> [Exercise] Check every line below, and copy those that include "like".

[Stored entries]
⁂

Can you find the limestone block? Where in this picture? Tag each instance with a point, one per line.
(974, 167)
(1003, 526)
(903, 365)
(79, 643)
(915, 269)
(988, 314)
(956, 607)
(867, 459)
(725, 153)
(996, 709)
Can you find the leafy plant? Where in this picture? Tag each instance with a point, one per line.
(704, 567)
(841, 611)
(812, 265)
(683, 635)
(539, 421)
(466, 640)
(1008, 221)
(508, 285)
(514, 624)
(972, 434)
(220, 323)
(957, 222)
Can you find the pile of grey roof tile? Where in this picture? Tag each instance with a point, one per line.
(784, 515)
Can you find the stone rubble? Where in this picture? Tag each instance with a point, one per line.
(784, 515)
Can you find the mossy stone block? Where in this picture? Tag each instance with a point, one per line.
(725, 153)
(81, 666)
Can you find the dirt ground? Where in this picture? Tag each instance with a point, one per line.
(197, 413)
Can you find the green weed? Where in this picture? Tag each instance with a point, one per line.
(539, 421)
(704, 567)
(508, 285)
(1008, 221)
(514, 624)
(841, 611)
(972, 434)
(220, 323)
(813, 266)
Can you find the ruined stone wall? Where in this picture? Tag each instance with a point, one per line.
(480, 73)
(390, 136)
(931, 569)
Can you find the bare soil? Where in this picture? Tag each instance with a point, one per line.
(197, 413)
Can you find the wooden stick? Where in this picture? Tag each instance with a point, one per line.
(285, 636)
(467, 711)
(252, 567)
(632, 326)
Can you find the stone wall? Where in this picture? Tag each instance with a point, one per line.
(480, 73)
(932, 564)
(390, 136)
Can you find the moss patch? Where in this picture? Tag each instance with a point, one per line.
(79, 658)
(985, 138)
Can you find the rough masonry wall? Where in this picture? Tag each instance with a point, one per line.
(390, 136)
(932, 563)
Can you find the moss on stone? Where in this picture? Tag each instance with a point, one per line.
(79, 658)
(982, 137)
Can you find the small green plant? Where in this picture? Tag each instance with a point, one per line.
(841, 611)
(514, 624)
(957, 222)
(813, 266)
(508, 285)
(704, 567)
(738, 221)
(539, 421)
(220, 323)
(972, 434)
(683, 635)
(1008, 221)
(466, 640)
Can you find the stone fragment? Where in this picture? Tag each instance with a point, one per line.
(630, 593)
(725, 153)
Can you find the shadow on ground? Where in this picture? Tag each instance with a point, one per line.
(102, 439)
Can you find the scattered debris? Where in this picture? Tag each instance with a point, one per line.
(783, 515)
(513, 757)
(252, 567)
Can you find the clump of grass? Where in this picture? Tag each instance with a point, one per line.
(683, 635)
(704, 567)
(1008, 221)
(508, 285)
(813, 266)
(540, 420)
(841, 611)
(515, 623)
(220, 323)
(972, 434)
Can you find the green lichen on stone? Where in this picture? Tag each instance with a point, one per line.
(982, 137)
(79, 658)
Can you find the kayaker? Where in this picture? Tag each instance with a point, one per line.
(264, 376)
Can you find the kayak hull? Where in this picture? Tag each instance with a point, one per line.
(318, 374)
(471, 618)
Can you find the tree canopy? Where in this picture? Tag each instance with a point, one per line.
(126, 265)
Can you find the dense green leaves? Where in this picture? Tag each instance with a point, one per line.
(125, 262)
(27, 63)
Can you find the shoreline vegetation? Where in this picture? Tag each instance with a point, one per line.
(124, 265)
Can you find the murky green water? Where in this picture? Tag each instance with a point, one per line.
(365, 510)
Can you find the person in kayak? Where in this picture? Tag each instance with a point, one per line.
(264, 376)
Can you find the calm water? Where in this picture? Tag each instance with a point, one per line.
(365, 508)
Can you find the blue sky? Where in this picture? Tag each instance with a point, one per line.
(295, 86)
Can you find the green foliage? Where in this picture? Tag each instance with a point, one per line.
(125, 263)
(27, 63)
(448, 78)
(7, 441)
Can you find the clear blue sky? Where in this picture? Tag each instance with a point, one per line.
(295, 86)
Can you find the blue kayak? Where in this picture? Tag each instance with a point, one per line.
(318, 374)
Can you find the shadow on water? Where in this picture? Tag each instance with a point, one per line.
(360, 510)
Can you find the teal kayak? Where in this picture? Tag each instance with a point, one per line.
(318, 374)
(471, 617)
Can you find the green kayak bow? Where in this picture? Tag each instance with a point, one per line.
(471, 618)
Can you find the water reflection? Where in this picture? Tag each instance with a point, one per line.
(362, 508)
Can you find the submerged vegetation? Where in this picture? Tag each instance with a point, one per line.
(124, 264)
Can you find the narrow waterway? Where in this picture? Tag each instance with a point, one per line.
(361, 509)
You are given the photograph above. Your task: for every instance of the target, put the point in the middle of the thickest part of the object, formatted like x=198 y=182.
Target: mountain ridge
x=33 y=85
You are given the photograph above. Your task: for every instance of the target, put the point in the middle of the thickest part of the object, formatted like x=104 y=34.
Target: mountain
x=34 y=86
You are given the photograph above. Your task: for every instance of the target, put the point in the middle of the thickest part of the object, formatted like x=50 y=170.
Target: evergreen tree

⁂

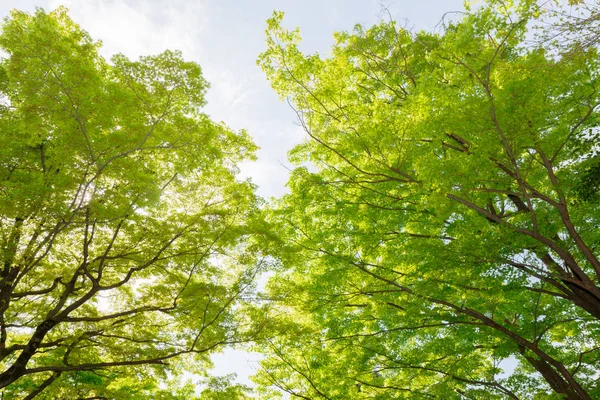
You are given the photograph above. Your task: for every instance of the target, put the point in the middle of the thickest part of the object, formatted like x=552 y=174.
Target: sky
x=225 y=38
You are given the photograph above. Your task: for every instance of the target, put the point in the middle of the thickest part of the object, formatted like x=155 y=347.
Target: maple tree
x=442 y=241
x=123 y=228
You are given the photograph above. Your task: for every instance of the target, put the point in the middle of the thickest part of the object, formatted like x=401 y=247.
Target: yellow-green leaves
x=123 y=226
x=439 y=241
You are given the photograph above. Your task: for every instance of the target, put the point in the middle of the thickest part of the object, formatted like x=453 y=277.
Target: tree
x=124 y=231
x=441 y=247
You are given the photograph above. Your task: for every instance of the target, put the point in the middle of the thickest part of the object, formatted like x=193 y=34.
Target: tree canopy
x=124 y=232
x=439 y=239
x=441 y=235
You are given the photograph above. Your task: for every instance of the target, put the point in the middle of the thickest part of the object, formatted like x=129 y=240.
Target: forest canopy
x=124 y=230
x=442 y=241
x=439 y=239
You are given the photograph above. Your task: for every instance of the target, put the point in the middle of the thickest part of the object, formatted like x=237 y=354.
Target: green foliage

⁂

> [Response for this exercise]
You are given the photograph above. Your task: for every instance of the target, put the point in the middle of the thickest part of the object, formatted like x=198 y=182.
You are given the photograph above. Your task: for every instance of the target, put the point in the middle of the thickest part of the object, formatted like x=104 y=34.
You are given the photograph above. Your task: for every instance of the target, put the point in the middle of the thickest part of the object, formatted like x=50 y=170.
You are given the photograph above. Your task: for every instance of the target, put the point in the middle of the thickest part of the object, formatted like x=552 y=174.
You are given the photograph above. Your task: for every instance of the target, put the point in the middle of the thickest part of the object, formatted like x=155 y=347.
You are given the photograph above. Your task: for every instance of the target, put the point in the middle of the thickest part of the object, formatted like x=401 y=247.
You are given the photograph above. Your task: for every instance of the target, put the point in the middle of the thickest part of the object, formatted like x=453 y=277.
You are given the photograph above. Your task: for every instance of the target, put the point in the middle of the thickest part of the object, formatted like x=193 y=34.
You are given the photograph above. Your task: for every instance of the target, put the point in the middle of the thickest part of the object, formatted like x=129 y=240.
You are given the photograph above. Your task: for every instance of the target, put the point in the middle of the thickest part of the object, formatted like x=237 y=354.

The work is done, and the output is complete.